> [ENUNCIADO DE TAREA]: Copia sin cambios el fragmento de la semblanza de Jorge Trías que se abre con las palabras que contienen "No pude asistir" y se cierra con "con decencia verdadera.".

━━━ TEXTO DE PÁGINA ━━━

En estos meses tan duros he visto marcharse a varios amigos y de todos conservo un recuerdo vivo, pero lo de Jorge ha sido distinto, no sé bien por qué. Tal vez porque no consigo olvidar ni una sola de las ocasiones que hemos compartido, tampoco han sido muchas, en último término, pero, sobre todo, porque no se me va de la cabeza su tono de voz, su manera de hablar con ese deje catalán que se hacía tan musical, o por su indesmayable propensión al buen humor, a la burla de lo solemne y lo campanudo.
Jorge Trías ha sido conocido como muchas cosas, abogado brillante, político independiente y valeroso, buen articulista y ciudadano ejemplar, pero los que le tratamos un poco más a fondo sabemos que era un artista, un hombre de sensibilidad exquisita, que ha dejado, además, unos excelentes poemarios Desde la incertidumbre y Donde el amor habita en los que se puede tocar esa luz de esperanza e ingenuidad que siempre llevó con él.
Cuando, con la voz fatigada por su enfermedad, nos hizo un último recitado del retrato machadiano le comenté con cariño que no me pegaba mucho lo de que no hubiese sido un seductor, pero no supe ver que tomaba la palabra del poeta para decirnos adiós:
“Y cuando llegue el día del último viaje, /
y esté al partir la nave que nunca ha de tornar, /
me encontraréis a bordo ligero de equipaje, /
casi desnudo, como los hijos de la mar”.
Gracias a Jorge conocí a su hermano Eugenio, que era para mí una especie de mito, y juntos hicimos un pesado viaje por instituciones madrileñas para ver si conseguíamos poner en píe una fundación dedicada a la obra del filósofo, no tuvimos éxito porque comprobamos, una vez más, que los necios confunden valor y precio, que la “poca” fama de Eugenio servía para discutir su interés público. Fue decepcionante, pero Jorge no se desanimó, estaba seguro de que la obra de su hermano no necesitaba el apoyo de memos poderosos. Si lo hubiésemos conseguido lo mejor sería que esos señorones no serían tan memos, ellos se lo perdieron.
Jorge compartía con su hermano Eugenio lo que imagino un don familiar, un gran interés por la vida del espíritu, y la esperanza por lo que pueda haber más allá del gran viaje, lo que daba lugar a una religiosidad honda y amplia, esa piedad que, como decía John Clerk Maxwell, no tiene ningún olfato para las herejías. Tal vez a ello se deba su enorme aptitud para la amistad.
Todos sus afectos estamos de llanto porque se nos ha acabado un lujo de amigo, una de esas personas que hacen cierta la afirmación del filósofo sobre que la amistad es lo más necesario de la vida, una virtud para la que es obvio que Jorge estaba superdotado. Para las personas normales, los amigos se pueden contar con los dedos de una mano, Jorge los tenía a docenas, y, por lo que he podido comprobar, de lo más heteróclito que se pueda imaginar.
No pude asistir a su funeral porque vivo muy lejos de Barcelona, pero me contaron que su hija Georgina leyó su salmo preferido (David, Eclesiastés 23) “El Señor es mi pastor, nada me falta… aunque vaya por un valle tenebroso, no tengo miedo a nada… lealtad y dicha me acompañan todos los días de mi vida; habitaré en la casa del Señor por siempre jamás», un buen resumen de una vida vivida con pasión, con amor, sin miedo y con decencia verdadera.

━━━ INFORMACIÓN DE ORIGEN ━━━

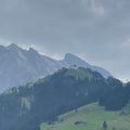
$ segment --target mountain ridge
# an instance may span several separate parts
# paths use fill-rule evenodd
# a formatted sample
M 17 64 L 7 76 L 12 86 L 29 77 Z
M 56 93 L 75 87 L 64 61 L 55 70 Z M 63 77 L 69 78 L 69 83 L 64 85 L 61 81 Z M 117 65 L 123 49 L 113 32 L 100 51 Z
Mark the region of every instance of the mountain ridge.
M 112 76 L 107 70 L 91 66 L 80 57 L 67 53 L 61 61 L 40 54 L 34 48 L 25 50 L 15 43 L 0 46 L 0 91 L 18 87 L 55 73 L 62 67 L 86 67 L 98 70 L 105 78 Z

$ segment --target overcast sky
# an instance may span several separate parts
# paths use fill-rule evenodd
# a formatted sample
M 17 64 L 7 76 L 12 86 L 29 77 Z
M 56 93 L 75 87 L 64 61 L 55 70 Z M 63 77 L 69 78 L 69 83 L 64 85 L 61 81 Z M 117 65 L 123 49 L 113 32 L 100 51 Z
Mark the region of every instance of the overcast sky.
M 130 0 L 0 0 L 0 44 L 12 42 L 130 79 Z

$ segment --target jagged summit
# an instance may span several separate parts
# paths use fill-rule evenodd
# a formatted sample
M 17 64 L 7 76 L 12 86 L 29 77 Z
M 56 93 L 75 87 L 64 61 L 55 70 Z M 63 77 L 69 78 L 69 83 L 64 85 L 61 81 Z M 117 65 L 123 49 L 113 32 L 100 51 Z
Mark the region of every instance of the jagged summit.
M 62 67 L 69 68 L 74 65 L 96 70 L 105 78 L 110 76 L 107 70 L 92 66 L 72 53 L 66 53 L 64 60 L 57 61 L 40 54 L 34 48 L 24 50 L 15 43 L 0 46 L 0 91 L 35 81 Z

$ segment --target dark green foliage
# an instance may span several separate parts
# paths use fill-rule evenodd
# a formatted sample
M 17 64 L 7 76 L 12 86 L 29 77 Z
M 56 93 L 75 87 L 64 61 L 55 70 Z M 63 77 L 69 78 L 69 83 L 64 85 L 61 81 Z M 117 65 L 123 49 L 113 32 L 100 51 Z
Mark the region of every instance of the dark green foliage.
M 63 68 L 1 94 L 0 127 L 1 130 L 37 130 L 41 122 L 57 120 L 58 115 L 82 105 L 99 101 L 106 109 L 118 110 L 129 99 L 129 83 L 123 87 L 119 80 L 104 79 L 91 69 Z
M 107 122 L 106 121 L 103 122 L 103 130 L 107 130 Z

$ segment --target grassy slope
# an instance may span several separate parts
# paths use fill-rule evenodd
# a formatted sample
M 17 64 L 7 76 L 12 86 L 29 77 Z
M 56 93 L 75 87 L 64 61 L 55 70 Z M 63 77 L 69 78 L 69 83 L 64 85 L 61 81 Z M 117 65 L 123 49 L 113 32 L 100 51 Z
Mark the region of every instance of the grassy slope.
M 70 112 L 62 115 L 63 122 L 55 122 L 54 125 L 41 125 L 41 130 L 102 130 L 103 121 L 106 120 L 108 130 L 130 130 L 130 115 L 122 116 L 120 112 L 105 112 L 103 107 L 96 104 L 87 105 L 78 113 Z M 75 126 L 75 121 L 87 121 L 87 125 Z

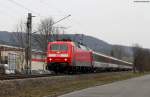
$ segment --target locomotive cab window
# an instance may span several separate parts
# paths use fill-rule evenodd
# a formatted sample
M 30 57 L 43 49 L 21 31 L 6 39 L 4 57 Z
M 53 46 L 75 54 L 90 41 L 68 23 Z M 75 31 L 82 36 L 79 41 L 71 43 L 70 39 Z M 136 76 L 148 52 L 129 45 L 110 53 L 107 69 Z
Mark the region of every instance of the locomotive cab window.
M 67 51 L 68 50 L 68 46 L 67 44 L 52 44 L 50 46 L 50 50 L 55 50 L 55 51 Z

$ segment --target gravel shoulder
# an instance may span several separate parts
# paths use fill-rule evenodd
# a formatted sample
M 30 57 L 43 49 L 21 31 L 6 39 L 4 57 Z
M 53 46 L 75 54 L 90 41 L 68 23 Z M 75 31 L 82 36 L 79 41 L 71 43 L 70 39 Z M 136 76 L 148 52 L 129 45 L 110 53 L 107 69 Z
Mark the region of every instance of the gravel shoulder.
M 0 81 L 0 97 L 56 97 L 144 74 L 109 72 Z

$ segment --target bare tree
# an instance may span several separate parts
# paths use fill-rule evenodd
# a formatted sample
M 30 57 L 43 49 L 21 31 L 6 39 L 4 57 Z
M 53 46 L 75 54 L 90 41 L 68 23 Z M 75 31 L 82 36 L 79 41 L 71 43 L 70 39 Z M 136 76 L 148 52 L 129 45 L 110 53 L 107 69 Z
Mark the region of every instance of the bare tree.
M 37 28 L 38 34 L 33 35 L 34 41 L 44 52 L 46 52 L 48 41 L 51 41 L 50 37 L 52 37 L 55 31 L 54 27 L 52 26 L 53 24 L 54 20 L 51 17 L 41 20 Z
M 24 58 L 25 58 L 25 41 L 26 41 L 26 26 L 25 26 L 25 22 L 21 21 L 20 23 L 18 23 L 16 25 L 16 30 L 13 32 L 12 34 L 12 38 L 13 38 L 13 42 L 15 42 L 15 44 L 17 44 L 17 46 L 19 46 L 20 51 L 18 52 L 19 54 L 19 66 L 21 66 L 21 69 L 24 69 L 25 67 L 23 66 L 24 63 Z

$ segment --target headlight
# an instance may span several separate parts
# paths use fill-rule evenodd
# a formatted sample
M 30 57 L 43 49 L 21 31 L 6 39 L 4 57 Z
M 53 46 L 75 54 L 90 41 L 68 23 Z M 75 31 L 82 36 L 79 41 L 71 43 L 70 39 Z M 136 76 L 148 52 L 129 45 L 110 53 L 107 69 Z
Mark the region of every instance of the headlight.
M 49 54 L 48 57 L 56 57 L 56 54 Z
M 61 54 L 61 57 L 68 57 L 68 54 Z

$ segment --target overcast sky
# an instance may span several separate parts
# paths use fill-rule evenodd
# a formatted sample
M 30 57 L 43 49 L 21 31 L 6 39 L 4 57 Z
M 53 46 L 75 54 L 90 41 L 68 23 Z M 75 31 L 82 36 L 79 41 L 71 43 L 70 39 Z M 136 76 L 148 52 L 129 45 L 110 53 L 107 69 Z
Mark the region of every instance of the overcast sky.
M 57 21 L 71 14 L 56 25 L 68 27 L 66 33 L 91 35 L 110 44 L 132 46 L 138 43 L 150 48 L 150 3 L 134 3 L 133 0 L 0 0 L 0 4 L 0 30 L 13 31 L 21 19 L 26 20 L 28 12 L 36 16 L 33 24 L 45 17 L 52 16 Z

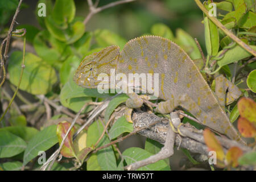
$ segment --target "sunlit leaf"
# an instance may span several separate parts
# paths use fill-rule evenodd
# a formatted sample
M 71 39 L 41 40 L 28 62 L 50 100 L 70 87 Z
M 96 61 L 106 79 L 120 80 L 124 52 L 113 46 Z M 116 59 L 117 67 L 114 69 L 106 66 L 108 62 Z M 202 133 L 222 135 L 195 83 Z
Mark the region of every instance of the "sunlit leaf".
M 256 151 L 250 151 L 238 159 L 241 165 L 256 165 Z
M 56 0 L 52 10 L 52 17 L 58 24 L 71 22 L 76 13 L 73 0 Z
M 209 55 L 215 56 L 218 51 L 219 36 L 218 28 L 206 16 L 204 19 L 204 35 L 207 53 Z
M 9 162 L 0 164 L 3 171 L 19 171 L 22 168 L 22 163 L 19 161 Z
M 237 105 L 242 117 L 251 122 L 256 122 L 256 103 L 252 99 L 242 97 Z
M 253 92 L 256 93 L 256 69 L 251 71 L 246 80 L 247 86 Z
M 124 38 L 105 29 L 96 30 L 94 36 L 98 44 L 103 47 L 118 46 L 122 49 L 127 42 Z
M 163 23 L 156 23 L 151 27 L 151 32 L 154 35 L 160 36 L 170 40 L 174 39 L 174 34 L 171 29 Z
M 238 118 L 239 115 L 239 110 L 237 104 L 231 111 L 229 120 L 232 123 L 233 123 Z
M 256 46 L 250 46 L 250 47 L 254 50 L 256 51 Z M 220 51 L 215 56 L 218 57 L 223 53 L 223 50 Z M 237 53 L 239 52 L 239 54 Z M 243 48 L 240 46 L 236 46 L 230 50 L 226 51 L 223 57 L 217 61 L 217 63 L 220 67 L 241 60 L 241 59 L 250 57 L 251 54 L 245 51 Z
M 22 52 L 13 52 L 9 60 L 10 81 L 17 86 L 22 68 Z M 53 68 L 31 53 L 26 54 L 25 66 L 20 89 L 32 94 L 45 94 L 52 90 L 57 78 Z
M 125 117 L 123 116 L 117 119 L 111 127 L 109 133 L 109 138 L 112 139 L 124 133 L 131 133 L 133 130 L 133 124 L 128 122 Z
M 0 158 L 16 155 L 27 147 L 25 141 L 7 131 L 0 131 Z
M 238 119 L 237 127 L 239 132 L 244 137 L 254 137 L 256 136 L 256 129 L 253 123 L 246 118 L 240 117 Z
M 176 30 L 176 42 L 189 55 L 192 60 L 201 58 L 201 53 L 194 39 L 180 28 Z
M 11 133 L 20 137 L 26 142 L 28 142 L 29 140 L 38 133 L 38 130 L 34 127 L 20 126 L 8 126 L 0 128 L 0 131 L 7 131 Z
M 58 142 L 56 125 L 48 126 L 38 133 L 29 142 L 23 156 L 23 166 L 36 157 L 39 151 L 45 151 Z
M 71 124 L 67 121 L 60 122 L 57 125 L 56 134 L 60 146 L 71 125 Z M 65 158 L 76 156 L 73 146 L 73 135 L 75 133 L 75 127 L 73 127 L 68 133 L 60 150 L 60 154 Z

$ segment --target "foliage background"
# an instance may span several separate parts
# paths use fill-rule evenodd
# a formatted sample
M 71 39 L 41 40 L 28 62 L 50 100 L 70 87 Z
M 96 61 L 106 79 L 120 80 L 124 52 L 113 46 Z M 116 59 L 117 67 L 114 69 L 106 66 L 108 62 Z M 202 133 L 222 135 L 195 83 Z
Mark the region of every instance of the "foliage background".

━━━

> [SOLUCIÓN DEL PROBLEMA]:
No pude asistir a su funeral porque vivo muy lejos de Barcelona, pero me contaron que su hija Georgina leyó su salmo preferido (David, Eclesiastés 23) “El Señor es mi pastor, nada me falta… aunque vaya por un valle tenebroso, no tengo miedo a nada… lealtad y dicha me acompañan todos los días de mi vida; habitaré en la casa del Señor por siempre jamás», un buen resumen de una vida vivida con pasión, con amor, sin miedo y con decencia verdadera.